=== MATERIAL FOR THE TASK ===
* * *
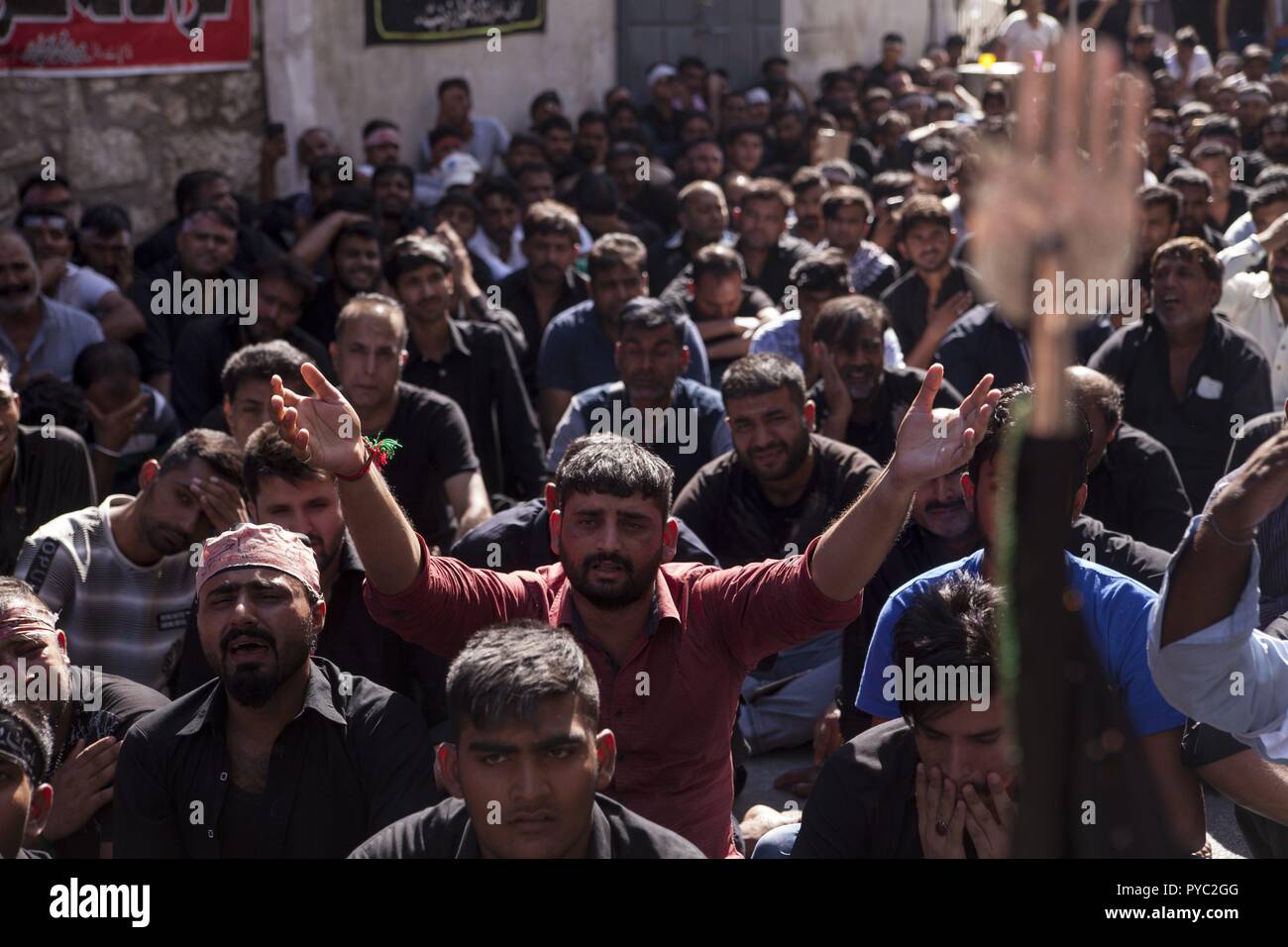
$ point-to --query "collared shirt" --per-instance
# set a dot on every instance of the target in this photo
(62, 334)
(516, 296)
(1229, 376)
(909, 298)
(1116, 612)
(353, 761)
(674, 699)
(446, 831)
(52, 475)
(1197, 672)
(782, 337)
(481, 373)
(1137, 489)
(519, 539)
(576, 352)
(200, 354)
* * *
Reproduce every line of the items above word for word, omitting the pictures.

$ point-to --query "collared shirt" --per-instance
# set a dot on every instance of the target in this photo
(62, 334)
(516, 296)
(1229, 376)
(909, 298)
(1116, 612)
(353, 761)
(674, 699)
(446, 831)
(52, 475)
(1197, 672)
(782, 337)
(481, 373)
(1137, 489)
(519, 539)
(576, 352)
(200, 354)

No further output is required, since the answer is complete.